>>>>>

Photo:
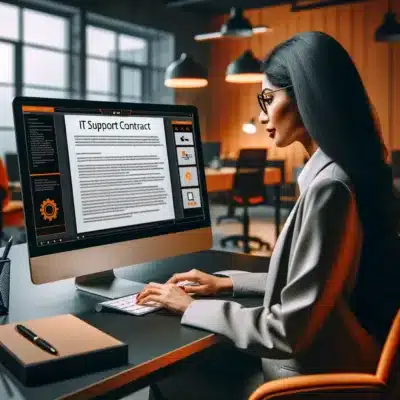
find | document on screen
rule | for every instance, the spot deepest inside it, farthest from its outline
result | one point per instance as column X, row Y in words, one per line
column 119, row 171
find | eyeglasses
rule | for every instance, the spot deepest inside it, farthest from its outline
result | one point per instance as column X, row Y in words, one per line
column 263, row 100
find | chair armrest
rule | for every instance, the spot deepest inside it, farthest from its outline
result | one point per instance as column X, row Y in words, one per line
column 322, row 386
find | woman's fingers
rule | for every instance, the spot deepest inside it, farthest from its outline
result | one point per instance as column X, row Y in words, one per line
column 195, row 289
column 192, row 275
column 147, row 291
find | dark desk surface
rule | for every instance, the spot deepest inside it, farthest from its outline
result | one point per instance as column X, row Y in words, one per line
column 156, row 341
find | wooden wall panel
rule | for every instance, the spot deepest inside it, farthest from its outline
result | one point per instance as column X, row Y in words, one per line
column 230, row 105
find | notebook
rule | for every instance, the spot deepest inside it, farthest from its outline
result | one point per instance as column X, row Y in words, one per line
column 81, row 347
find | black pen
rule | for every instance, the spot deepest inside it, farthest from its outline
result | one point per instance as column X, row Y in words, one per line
column 35, row 339
column 7, row 249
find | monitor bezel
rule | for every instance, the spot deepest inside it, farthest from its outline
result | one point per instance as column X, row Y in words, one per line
column 21, row 139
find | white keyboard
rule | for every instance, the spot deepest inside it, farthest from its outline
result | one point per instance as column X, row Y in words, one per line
column 128, row 305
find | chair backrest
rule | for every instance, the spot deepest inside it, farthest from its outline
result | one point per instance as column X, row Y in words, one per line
column 396, row 163
column 3, row 184
column 248, row 182
column 390, row 353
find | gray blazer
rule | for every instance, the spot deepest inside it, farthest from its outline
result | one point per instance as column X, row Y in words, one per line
column 305, row 325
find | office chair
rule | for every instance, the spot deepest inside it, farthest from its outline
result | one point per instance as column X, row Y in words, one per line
column 396, row 163
column 12, row 210
column 248, row 191
column 349, row 386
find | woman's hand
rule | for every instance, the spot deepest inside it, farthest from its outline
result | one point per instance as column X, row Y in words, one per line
column 168, row 295
column 206, row 284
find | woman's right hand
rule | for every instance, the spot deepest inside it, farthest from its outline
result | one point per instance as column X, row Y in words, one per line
column 206, row 284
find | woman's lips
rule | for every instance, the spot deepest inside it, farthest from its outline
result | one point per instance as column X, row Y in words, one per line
column 272, row 134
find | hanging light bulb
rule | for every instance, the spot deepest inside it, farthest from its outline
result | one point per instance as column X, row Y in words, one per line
column 245, row 69
column 185, row 73
column 250, row 127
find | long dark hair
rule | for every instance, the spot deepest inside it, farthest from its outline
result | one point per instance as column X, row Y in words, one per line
column 336, row 112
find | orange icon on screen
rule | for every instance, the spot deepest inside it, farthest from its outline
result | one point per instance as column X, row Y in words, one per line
column 188, row 176
column 49, row 210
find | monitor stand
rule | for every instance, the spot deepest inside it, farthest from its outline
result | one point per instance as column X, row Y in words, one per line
column 106, row 284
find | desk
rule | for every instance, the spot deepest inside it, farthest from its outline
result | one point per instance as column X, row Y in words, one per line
column 157, row 342
column 219, row 180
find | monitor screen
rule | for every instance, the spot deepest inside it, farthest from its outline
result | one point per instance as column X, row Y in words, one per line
column 97, row 173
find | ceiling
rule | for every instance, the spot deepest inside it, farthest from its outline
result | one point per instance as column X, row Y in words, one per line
column 221, row 6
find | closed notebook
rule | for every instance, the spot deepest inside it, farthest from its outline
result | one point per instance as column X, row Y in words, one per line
column 82, row 349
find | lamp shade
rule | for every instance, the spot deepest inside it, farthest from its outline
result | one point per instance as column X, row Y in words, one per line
column 185, row 73
column 389, row 31
column 245, row 69
column 250, row 127
column 237, row 26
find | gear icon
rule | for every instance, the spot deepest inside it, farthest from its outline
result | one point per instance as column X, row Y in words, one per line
column 49, row 210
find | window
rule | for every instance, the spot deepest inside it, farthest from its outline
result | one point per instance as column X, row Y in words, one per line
column 120, row 65
column 34, row 54
column 41, row 55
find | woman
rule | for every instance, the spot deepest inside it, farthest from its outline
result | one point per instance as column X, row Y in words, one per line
column 324, row 304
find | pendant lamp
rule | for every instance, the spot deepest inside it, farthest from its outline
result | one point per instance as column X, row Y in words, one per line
column 236, row 26
column 250, row 127
column 245, row 69
column 389, row 31
column 185, row 73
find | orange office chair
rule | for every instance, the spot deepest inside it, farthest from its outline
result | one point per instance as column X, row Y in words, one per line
column 12, row 210
column 340, row 386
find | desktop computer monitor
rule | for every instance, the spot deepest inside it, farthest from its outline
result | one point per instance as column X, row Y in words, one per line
column 211, row 151
column 107, row 185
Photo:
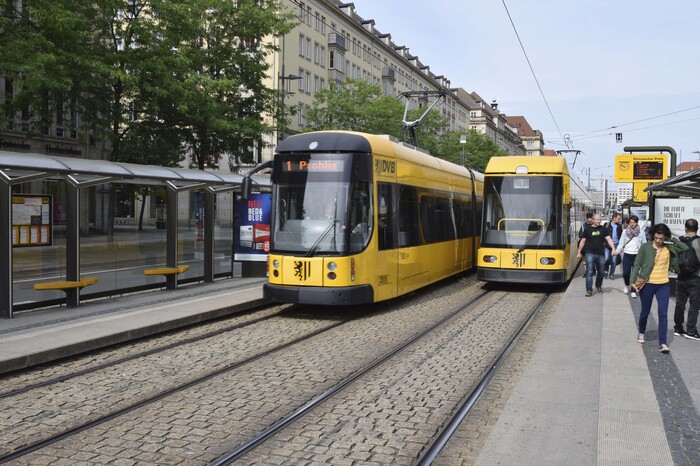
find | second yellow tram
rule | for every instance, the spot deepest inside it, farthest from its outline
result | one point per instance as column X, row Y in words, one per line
column 533, row 209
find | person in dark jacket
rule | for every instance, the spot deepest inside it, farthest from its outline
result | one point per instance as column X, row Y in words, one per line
column 688, row 288
column 650, row 278
column 615, row 230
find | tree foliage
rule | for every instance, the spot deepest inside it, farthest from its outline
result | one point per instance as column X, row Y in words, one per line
column 181, row 73
column 356, row 105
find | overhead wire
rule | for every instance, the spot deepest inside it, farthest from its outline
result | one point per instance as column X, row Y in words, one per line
column 637, row 121
column 591, row 136
column 532, row 70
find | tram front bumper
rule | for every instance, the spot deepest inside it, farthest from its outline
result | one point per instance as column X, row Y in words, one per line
column 341, row 296
column 521, row 276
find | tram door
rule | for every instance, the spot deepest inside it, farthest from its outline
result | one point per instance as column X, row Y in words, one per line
column 386, row 267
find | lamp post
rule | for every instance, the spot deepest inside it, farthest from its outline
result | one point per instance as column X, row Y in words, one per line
column 282, row 123
column 462, row 143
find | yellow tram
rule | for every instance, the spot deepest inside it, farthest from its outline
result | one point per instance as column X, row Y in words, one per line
column 360, row 218
column 533, row 209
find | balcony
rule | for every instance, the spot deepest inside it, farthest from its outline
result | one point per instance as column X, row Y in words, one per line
column 336, row 40
column 336, row 76
column 389, row 73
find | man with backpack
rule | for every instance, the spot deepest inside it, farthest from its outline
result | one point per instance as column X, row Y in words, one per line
column 688, row 283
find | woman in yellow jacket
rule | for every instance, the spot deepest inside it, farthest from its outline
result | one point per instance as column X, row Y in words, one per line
column 650, row 278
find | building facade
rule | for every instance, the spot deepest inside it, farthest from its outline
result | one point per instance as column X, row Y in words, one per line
column 332, row 42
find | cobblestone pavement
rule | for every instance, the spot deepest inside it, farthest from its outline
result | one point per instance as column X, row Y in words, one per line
column 198, row 425
column 468, row 440
column 388, row 417
column 32, row 416
column 384, row 419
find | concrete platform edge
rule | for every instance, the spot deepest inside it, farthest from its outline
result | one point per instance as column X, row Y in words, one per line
column 60, row 352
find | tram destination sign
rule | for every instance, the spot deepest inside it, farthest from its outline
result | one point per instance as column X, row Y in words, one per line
column 316, row 166
column 632, row 168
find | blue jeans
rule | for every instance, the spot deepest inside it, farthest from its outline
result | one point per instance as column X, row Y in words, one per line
column 599, row 261
column 646, row 295
column 610, row 261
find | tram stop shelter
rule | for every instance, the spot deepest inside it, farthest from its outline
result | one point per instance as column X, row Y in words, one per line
column 17, row 168
column 685, row 185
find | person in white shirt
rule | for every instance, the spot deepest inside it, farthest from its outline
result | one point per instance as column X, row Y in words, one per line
column 632, row 239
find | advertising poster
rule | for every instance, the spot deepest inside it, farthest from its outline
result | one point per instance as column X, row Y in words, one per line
column 674, row 213
column 252, row 224
column 31, row 220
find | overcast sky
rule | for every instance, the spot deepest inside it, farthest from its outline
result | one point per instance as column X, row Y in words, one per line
column 600, row 63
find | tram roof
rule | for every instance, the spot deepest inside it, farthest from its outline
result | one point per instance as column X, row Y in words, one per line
column 535, row 164
column 685, row 184
column 20, row 167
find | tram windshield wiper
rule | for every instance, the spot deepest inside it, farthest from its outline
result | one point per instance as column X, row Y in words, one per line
column 538, row 234
column 312, row 250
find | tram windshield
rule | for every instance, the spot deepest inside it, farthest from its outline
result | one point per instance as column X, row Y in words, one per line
column 323, row 204
column 523, row 212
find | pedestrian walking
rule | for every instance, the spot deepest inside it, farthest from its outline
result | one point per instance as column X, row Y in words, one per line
column 589, row 221
column 650, row 278
column 688, row 288
column 632, row 239
column 615, row 228
column 594, row 239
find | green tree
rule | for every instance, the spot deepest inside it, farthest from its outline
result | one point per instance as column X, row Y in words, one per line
column 355, row 105
column 192, row 68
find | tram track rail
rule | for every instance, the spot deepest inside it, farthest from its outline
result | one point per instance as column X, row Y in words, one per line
column 138, row 355
column 249, row 445
column 249, row 396
column 443, row 437
column 67, row 433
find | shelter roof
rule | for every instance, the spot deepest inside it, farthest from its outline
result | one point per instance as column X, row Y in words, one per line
column 18, row 167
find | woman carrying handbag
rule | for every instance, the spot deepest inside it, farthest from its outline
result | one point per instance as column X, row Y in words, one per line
column 650, row 278
column 632, row 240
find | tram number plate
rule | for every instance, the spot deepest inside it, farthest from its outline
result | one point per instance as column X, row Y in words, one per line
column 519, row 259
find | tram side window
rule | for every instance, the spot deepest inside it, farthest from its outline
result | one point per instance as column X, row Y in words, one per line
column 409, row 226
column 463, row 217
column 444, row 228
column 427, row 206
column 384, row 217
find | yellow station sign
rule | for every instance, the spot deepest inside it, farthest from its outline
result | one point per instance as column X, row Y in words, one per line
column 641, row 168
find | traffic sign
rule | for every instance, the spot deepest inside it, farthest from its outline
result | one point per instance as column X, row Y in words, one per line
column 632, row 168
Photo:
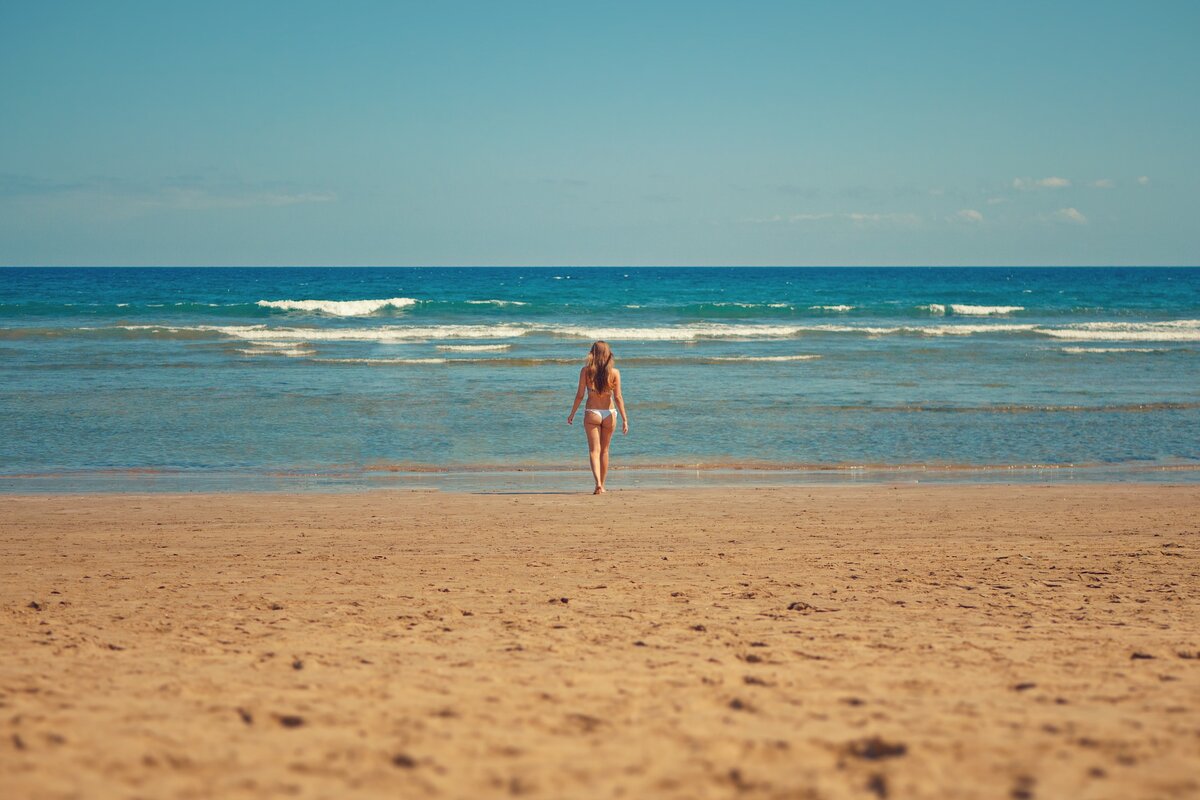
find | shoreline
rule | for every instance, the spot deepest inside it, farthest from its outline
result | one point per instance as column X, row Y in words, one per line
column 455, row 479
column 826, row 642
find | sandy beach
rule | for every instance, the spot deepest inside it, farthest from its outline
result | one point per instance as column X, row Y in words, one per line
column 834, row 642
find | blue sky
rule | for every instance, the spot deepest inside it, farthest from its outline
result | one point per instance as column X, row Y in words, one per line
column 531, row 133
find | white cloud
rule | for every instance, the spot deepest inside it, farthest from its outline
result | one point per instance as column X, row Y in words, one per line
column 907, row 218
column 1025, row 184
column 1071, row 215
column 851, row 216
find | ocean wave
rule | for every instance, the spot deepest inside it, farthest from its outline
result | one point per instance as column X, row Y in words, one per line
column 1175, row 330
column 339, row 307
column 388, row 361
column 385, row 334
column 720, row 359
column 397, row 334
column 1187, row 330
column 474, row 348
column 1080, row 350
column 289, row 350
column 497, row 302
column 964, row 310
column 537, row 361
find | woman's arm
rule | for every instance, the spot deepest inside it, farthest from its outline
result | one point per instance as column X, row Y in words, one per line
column 621, row 402
column 579, row 398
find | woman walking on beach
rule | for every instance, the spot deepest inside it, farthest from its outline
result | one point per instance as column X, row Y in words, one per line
column 601, row 382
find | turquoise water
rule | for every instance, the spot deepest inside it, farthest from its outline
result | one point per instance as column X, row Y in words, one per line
column 462, row 378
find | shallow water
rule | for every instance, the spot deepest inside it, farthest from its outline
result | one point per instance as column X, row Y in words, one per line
column 349, row 378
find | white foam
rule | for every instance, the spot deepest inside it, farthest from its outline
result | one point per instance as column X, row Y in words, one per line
column 1175, row 330
column 964, row 310
column 293, row 352
column 1079, row 350
column 387, row 334
column 695, row 331
column 339, row 307
column 763, row 358
column 382, row 361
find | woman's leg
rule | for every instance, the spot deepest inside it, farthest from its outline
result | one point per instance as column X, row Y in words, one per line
column 606, row 431
column 593, row 432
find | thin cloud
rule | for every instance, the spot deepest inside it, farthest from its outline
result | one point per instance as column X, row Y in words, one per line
column 1071, row 215
column 1026, row 184
column 184, row 192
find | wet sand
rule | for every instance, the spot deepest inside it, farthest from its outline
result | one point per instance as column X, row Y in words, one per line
column 834, row 642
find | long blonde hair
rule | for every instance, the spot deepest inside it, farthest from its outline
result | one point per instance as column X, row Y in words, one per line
column 598, row 372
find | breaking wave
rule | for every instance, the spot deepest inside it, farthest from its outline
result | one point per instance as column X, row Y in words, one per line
column 339, row 307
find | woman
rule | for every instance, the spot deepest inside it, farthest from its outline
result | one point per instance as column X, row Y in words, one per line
column 601, row 380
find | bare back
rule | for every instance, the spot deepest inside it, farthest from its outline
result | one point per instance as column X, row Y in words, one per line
column 601, row 400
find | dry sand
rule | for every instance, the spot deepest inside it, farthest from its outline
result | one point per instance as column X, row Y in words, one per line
column 851, row 642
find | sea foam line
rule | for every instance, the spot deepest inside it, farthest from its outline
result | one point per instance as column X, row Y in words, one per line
column 964, row 310
column 339, row 307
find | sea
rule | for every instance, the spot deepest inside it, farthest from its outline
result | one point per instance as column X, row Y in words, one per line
column 461, row 379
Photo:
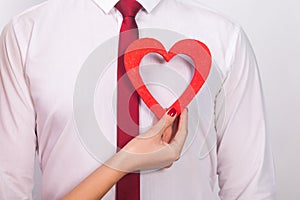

<<<<<

- TASK ITEM -
Each line above with the string "white" should be reported in full.

- EXERCISE RESULT -
find | white keyboard
find | person in white shirt
find | white cloud
find | white foam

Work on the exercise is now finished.